_What you have to do_. Below are the lines to check; count those holding the string "each" and give only the number.

_Source material_.

★ ★ ★ ★ ★

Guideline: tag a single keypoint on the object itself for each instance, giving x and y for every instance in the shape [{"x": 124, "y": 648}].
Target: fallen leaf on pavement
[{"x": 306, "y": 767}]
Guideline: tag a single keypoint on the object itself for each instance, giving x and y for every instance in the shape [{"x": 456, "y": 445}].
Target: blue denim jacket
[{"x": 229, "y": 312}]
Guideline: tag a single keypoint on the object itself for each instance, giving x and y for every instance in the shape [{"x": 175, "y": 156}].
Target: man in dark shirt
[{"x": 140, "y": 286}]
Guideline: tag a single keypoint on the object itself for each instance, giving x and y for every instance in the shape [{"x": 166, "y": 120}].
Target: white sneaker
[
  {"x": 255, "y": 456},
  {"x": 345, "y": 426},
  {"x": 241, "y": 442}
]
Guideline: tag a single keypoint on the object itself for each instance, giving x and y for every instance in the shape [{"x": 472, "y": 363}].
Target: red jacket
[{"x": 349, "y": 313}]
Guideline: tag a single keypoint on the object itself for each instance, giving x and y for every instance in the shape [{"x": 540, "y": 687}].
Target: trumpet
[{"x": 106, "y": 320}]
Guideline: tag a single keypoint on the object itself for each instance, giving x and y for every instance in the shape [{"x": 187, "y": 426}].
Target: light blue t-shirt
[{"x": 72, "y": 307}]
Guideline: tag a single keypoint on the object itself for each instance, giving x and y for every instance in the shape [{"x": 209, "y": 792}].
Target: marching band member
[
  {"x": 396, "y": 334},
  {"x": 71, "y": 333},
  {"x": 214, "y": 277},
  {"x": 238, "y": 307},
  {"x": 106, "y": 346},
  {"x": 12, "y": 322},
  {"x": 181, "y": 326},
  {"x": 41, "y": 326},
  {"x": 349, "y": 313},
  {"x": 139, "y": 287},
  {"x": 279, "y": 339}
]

★ ★ ★ ★ ★

_Task result_. 8